▸ Pekerjaan yang Diminta: Tolong lanjutkan catatan tentang transformasi data dengan MLlib, mulai tepat setelah bagian terakhir yang ditampilkan.

▸ Kutipan:
================

#MLlib Basic - Data Transformation


In [None]:
#do this for Google Colab
%pip install pyspark

Tiga komponen yang sering digunakan dalam melakukan feature encoding, yaitu `StringIndexer`, `OneHotEncoder`, dan `VectorAssembler`

In [None]:
#import necessary packages
import pyspark
from pyspark.sql import SparkSession
from pyspark.ml import Pipeline
from pyspark.ml.feature import StringIndexer
from pyspark.ml.feature import OneHotEncoder
from pyspark.ml.feature import VectorAssembler


In [None]:
#Create Spark Session
spark = SparkSession.builder.appName('MlLib Basics').getOrCreate()

In [None]:
df = spark.createDataFrame( [(0, "Male"),
                             (1, "Male"),
                             (2, "Female"),
                             (3, "Female"),
                             (4, "Female"),
                             (5, "Male")
                          ], ["id", "gender"])

df.show()



Kita akan melakukan proses String indexing, yaitu meng-assign indeks ke masing-masing kategori. Dalam hal ini `Female` = 0, dan `Male` = 1

In [None]:
#Indexer
indexer = StringIndexer(inputCol="gender", outputCol="genderIndexed")
indexed = indexer.fit(df).transform(df)
indexed.show()


Selanjutnya kategori yang terindeks itu kita encode dengan menggunakan metode dummy encoding, yaitu mentransformasi variabel kategorik berkardinal N menjadi binary string berukuran N-1.

Dalam hal ini, gender kardinalitasnya = 2, sehingga vektor yang dihasilkan berukuran **2 - 1 = 1**

In [None]:
encoder = OneHotEncoder(inputCols=["genderIndexed"],
                        outputCols=["genderEncoded"])
encoded = encoder.fit(indexed).transform(indexed)
encoded.show()

================

▸ Informasi yang Diberikan:
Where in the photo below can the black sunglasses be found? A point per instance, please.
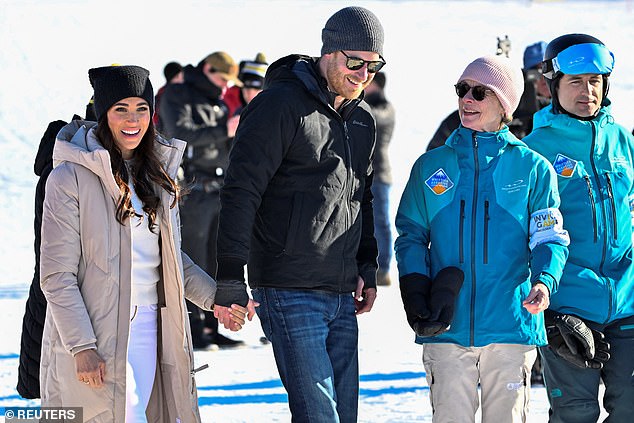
(355, 63)
(478, 91)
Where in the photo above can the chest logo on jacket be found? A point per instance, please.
(564, 166)
(439, 182)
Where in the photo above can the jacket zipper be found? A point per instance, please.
(486, 232)
(601, 199)
(473, 234)
(348, 188)
(461, 232)
(613, 205)
(594, 209)
(605, 223)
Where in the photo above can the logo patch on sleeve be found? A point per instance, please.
(564, 166)
(439, 182)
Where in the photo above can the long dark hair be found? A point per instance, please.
(145, 173)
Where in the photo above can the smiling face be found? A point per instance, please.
(581, 95)
(481, 116)
(128, 120)
(347, 83)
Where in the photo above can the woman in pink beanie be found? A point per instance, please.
(481, 247)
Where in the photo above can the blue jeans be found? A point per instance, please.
(573, 393)
(382, 225)
(314, 335)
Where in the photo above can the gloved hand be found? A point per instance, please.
(415, 295)
(571, 339)
(231, 291)
(444, 291)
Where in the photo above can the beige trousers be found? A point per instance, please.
(504, 374)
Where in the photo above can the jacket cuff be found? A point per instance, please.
(545, 279)
(230, 269)
(368, 273)
(80, 348)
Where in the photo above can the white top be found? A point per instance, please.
(146, 256)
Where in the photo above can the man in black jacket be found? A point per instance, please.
(383, 113)
(194, 112)
(297, 205)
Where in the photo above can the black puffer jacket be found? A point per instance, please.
(35, 311)
(193, 112)
(297, 198)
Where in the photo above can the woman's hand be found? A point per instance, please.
(538, 299)
(90, 368)
(233, 318)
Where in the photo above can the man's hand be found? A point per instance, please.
(538, 299)
(363, 298)
(231, 291)
(571, 339)
(232, 125)
(233, 318)
(90, 368)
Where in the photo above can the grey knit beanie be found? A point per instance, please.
(352, 28)
(114, 83)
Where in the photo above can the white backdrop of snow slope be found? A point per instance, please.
(48, 46)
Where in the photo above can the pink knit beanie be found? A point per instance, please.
(499, 75)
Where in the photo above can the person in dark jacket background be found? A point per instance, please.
(35, 310)
(194, 112)
(383, 113)
(297, 205)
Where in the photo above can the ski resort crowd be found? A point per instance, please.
(514, 233)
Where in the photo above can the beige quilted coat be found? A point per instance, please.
(86, 274)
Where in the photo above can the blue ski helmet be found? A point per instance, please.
(576, 54)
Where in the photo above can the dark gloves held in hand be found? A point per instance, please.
(571, 339)
(414, 293)
(429, 306)
(231, 291)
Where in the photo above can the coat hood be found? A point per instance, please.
(77, 143)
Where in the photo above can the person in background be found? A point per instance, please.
(252, 75)
(297, 206)
(173, 72)
(590, 321)
(480, 249)
(116, 340)
(195, 112)
(383, 113)
(35, 311)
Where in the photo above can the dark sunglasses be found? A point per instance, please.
(478, 91)
(355, 63)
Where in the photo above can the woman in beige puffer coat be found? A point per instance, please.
(88, 259)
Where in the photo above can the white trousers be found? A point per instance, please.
(141, 365)
(502, 370)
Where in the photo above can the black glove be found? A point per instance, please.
(231, 291)
(415, 294)
(442, 302)
(571, 339)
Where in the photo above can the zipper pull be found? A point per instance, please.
(196, 370)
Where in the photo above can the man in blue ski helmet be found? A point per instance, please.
(590, 322)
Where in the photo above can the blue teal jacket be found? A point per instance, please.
(594, 163)
(487, 204)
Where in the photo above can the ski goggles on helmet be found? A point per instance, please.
(478, 92)
(580, 59)
(356, 63)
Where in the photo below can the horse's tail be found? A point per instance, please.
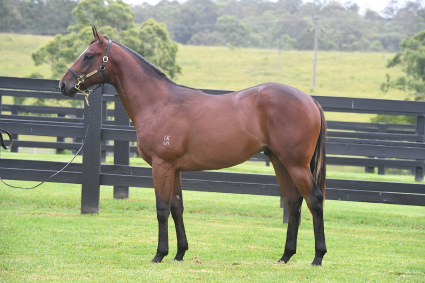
(318, 161)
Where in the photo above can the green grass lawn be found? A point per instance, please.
(232, 238)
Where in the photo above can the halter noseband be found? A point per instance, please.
(80, 84)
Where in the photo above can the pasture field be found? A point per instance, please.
(232, 238)
(351, 74)
(337, 172)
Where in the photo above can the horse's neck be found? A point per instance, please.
(141, 91)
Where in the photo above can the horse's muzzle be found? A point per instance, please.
(71, 93)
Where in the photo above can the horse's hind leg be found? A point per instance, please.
(303, 179)
(177, 213)
(293, 201)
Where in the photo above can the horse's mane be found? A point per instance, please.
(143, 62)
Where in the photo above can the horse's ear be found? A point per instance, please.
(93, 28)
(101, 39)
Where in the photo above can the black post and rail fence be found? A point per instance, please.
(368, 145)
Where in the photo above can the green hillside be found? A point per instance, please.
(351, 74)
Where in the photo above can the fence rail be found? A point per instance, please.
(354, 144)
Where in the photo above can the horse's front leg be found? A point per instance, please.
(163, 178)
(177, 213)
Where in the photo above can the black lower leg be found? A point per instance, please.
(163, 211)
(177, 213)
(292, 231)
(319, 231)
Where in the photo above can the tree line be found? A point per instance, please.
(285, 24)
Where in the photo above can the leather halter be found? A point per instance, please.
(81, 78)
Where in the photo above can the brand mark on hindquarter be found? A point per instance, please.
(166, 140)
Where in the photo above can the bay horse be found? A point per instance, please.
(183, 129)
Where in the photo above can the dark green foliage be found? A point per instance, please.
(115, 20)
(412, 61)
(342, 28)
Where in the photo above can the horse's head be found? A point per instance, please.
(84, 72)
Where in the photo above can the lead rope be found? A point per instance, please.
(85, 138)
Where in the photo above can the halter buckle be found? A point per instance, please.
(86, 94)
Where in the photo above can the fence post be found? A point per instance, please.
(60, 139)
(104, 113)
(15, 111)
(382, 129)
(121, 148)
(420, 130)
(0, 114)
(90, 191)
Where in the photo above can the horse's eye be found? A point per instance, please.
(88, 57)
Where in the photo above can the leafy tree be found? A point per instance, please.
(10, 19)
(150, 39)
(412, 61)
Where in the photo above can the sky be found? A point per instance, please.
(376, 5)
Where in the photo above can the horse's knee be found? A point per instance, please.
(162, 214)
(294, 205)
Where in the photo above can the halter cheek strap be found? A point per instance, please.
(81, 86)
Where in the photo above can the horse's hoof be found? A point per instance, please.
(157, 259)
(317, 261)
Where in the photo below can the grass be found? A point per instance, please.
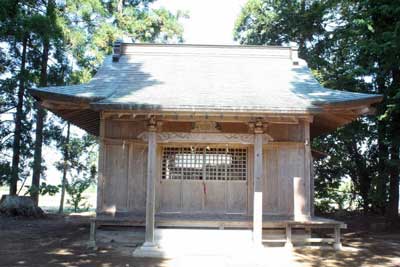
(51, 203)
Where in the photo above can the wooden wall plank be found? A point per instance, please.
(137, 173)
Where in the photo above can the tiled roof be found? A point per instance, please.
(203, 78)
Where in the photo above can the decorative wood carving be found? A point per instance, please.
(171, 137)
(205, 127)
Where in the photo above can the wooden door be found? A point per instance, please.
(203, 179)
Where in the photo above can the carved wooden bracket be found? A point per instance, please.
(176, 137)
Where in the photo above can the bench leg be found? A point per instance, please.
(92, 238)
(337, 245)
(289, 243)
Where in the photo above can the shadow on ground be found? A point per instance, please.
(61, 241)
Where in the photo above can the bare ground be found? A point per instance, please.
(61, 241)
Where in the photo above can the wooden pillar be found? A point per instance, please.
(307, 170)
(150, 189)
(337, 245)
(101, 167)
(258, 184)
(288, 243)
(299, 199)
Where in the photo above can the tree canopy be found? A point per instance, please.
(354, 46)
(51, 42)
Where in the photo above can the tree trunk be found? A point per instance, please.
(65, 170)
(393, 212)
(394, 172)
(40, 117)
(18, 122)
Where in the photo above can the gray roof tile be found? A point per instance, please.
(184, 77)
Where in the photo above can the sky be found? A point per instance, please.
(210, 22)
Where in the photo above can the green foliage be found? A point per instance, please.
(80, 33)
(351, 45)
(44, 189)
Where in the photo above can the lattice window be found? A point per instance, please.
(204, 163)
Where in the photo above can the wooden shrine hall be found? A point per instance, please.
(206, 136)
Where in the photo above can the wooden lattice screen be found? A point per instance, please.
(204, 163)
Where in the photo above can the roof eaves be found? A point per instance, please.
(364, 100)
(202, 108)
(37, 93)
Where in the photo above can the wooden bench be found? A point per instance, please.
(207, 222)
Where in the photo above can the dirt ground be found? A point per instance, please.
(61, 241)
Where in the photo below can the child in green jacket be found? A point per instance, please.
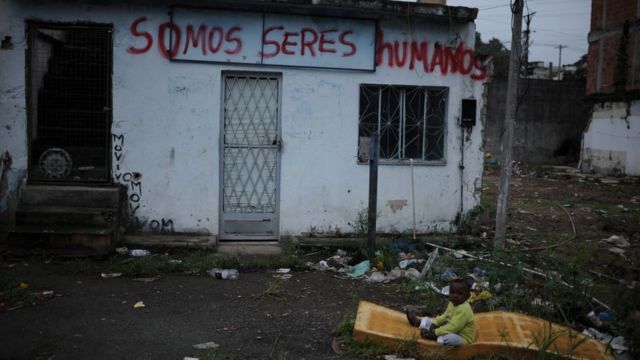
(456, 327)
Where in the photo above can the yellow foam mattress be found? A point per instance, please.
(498, 332)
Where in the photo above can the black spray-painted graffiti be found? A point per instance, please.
(133, 181)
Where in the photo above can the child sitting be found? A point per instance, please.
(456, 327)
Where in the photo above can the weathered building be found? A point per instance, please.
(245, 120)
(611, 142)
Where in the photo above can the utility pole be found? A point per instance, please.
(560, 47)
(527, 21)
(509, 120)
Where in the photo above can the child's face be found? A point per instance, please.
(458, 293)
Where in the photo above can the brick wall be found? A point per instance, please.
(604, 58)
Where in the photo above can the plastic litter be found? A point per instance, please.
(617, 343)
(359, 269)
(139, 252)
(224, 274)
(405, 263)
(139, 304)
(412, 273)
(480, 272)
(377, 276)
(619, 241)
(207, 345)
(483, 295)
(430, 261)
(110, 275)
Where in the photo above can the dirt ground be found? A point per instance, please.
(92, 317)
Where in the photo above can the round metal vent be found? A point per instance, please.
(55, 163)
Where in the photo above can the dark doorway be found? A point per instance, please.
(69, 77)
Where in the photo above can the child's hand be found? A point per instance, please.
(428, 334)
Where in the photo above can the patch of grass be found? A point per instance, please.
(273, 288)
(15, 293)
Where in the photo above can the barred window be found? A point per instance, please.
(409, 122)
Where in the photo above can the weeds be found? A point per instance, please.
(14, 293)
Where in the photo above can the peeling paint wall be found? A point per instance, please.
(611, 143)
(166, 130)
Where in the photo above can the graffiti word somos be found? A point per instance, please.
(280, 41)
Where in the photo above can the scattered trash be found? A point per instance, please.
(394, 357)
(322, 265)
(478, 296)
(139, 304)
(617, 251)
(405, 263)
(619, 241)
(429, 263)
(617, 343)
(283, 276)
(377, 276)
(46, 294)
(479, 272)
(110, 275)
(448, 275)
(224, 274)
(412, 273)
(207, 345)
(359, 269)
(139, 252)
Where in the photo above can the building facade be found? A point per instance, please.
(246, 120)
(611, 142)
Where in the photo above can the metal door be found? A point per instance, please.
(250, 157)
(69, 96)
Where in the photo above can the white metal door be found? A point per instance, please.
(250, 157)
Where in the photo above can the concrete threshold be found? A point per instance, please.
(249, 248)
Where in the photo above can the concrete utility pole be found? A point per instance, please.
(560, 47)
(509, 120)
(527, 43)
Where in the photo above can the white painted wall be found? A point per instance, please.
(168, 115)
(611, 143)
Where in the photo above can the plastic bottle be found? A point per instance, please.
(224, 274)
(140, 252)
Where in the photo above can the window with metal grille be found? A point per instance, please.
(69, 71)
(408, 120)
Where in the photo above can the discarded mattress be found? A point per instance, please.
(498, 333)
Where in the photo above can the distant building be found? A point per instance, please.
(243, 119)
(611, 142)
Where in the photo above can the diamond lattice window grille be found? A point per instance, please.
(250, 144)
(409, 121)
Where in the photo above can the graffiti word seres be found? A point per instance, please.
(279, 41)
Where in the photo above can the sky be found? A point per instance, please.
(555, 22)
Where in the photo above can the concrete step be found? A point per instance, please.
(172, 240)
(66, 216)
(71, 196)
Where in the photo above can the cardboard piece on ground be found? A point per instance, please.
(498, 332)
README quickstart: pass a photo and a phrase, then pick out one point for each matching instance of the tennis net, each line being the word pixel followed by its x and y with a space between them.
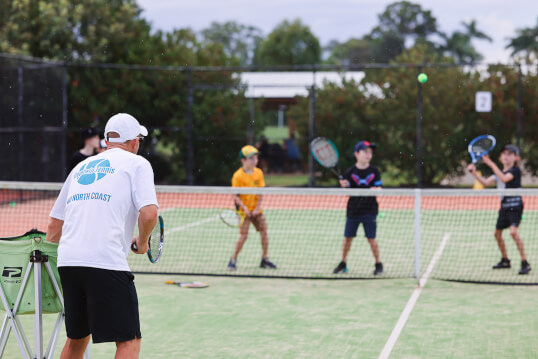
pixel 444 234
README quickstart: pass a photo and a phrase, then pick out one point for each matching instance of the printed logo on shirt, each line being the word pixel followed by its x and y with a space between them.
pixel 93 171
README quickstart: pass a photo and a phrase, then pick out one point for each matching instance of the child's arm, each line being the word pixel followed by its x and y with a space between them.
pixel 256 210
pixel 485 181
pixel 503 177
pixel 239 203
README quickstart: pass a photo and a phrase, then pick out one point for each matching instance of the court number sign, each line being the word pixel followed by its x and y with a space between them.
pixel 483 101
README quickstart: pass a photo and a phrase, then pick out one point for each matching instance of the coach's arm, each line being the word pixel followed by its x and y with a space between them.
pixel 147 219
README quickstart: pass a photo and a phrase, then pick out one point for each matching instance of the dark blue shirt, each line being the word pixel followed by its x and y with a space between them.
pixel 362 178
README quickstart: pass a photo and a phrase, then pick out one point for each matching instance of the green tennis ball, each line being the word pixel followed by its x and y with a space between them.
pixel 422 77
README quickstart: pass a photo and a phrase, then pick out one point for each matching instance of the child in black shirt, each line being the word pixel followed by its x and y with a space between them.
pixel 511 206
pixel 361 209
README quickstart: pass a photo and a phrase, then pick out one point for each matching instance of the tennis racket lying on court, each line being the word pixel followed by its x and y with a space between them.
pixel 188 284
pixel 232 217
pixel 326 154
pixel 481 146
pixel 155 243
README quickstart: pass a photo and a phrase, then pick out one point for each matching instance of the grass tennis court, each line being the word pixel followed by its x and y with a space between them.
pixel 283 318
pixel 307 243
pixel 239 317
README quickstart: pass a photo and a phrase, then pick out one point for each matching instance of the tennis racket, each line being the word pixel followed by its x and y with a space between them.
pixel 326 154
pixel 232 217
pixel 481 146
pixel 194 284
pixel 155 242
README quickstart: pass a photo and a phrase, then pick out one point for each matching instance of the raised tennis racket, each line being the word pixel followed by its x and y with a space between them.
pixel 232 217
pixel 156 242
pixel 326 154
pixel 481 146
pixel 194 284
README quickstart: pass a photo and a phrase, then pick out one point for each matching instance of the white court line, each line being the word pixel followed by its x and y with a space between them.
pixel 389 345
pixel 193 224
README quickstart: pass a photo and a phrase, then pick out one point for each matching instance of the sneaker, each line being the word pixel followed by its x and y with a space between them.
pixel 266 263
pixel 525 267
pixel 378 268
pixel 503 264
pixel 340 268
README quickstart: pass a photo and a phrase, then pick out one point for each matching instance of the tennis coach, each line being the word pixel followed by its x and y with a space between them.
pixel 93 221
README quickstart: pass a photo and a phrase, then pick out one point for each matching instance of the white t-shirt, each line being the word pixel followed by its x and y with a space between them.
pixel 99 204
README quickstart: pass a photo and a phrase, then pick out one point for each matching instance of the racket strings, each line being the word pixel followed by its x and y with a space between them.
pixel 155 244
pixel 482 146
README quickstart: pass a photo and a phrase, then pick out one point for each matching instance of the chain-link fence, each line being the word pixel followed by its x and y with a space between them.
pixel 200 117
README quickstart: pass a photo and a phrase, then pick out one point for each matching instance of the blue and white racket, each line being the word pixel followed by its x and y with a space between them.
pixel 155 242
pixel 326 154
pixel 481 146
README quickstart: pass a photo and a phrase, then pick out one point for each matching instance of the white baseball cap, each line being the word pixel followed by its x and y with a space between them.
pixel 126 126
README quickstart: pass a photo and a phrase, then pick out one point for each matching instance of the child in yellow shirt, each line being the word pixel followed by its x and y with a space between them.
pixel 249 205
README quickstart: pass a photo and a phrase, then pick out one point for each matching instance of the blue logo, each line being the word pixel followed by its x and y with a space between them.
pixel 94 171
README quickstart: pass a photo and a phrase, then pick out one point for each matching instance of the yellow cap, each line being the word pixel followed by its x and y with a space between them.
pixel 248 151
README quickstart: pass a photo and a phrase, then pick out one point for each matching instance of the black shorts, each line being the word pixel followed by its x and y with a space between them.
pixel 509 217
pixel 100 302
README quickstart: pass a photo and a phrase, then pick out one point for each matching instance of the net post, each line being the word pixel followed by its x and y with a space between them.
pixel 416 233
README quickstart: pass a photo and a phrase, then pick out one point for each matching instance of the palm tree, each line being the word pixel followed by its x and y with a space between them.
pixel 459 44
pixel 526 40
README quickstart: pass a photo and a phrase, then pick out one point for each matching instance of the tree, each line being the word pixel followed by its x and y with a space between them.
pixel 351 52
pixel 238 41
pixel 526 41
pixel 398 24
pixel 383 108
pixel 70 30
pixel 459 44
pixel 290 43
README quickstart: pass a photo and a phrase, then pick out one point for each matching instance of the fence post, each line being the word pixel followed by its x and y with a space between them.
pixel 64 121
pixel 312 129
pixel 190 134
pixel 20 121
pixel 416 232
pixel 250 125
pixel 519 104
pixel 419 132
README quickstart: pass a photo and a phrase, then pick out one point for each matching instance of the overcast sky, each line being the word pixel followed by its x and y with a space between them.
pixel 343 19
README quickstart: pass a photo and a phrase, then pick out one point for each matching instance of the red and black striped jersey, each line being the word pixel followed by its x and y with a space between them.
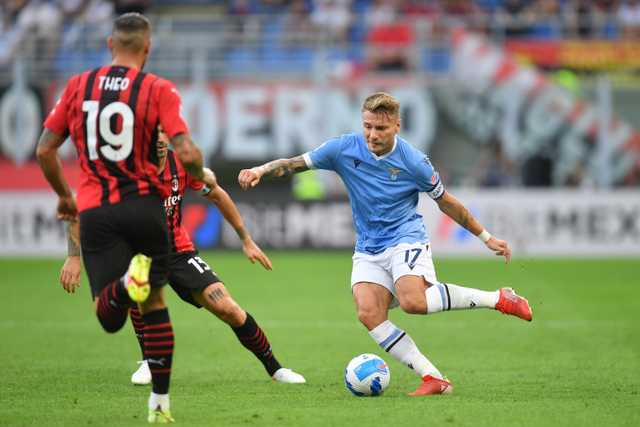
pixel 176 180
pixel 112 114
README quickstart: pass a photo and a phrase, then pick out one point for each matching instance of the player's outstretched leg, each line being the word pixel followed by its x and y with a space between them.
pixel 399 344
pixel 158 335
pixel 445 297
pixel 142 376
pixel 510 303
pixel 217 300
pixel 253 339
pixel 137 278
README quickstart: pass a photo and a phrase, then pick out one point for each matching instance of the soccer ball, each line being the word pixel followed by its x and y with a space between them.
pixel 367 375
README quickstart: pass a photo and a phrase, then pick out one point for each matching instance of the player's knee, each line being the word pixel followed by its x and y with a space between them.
pixel 370 318
pixel 413 306
pixel 231 313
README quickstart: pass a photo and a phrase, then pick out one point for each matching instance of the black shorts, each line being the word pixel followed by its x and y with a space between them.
pixel 111 235
pixel 189 273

================

▸ Jawaban Latihan Ini:
Vektor yang dihasilkan adalah vektor sparse, yaitu vektor yang mayoritas nilainya 0. Vektor dinyatakan dalam tupel `(panjang_vektor, [indeks nonzero], [nilai kolom nonzero])`

Misalnya pada contoh di atas
`(1,[],[])` berarti vektor 1 elemen tanpa nilai nonzero alias `[0]`
`(1,[0],[1.0])` berarti vektor `[1.0]`

In [None]:
df = spark.createDataFrame( [("Female", "Blue", 300, 0.0, 0),
                             ("Female", "Black", 200, 15.1, 1),
                             ("Male", "Red", 100, 12.4, 0),
                             ("Female", "Green", 100, 0.0, 1),
                             ("Female", "Blue", 200, 0.0, 0),
                             ("Male", "Green", 400, 20.0, 1),
                              ("Male", "Yellow", 400, 20.0, 1)],
                            ["gender", "color", "num1", "num2", "target"])

df.show()

indexer_1 = StringIndexer(inputCol="gender", outputCol="genderIndex")
indexed_1 = indexer_1.fit(df).transform(df)
indexed_1.show()

indexer_2 = StringIndexer(inputCol="color", outputCol="colorIndex")
indexed_2 = indexer_2.fit(indexed_1).transform(indexed_1)
indexed_2.show()


encoder_1 = OneHotEncoder(inputCols=["genderIndex"],
                        outputCols=["genderEncoded"])
encoded_1 = encoder_1.fit(indexed_2).transform(indexed_2)
encoded_1.show()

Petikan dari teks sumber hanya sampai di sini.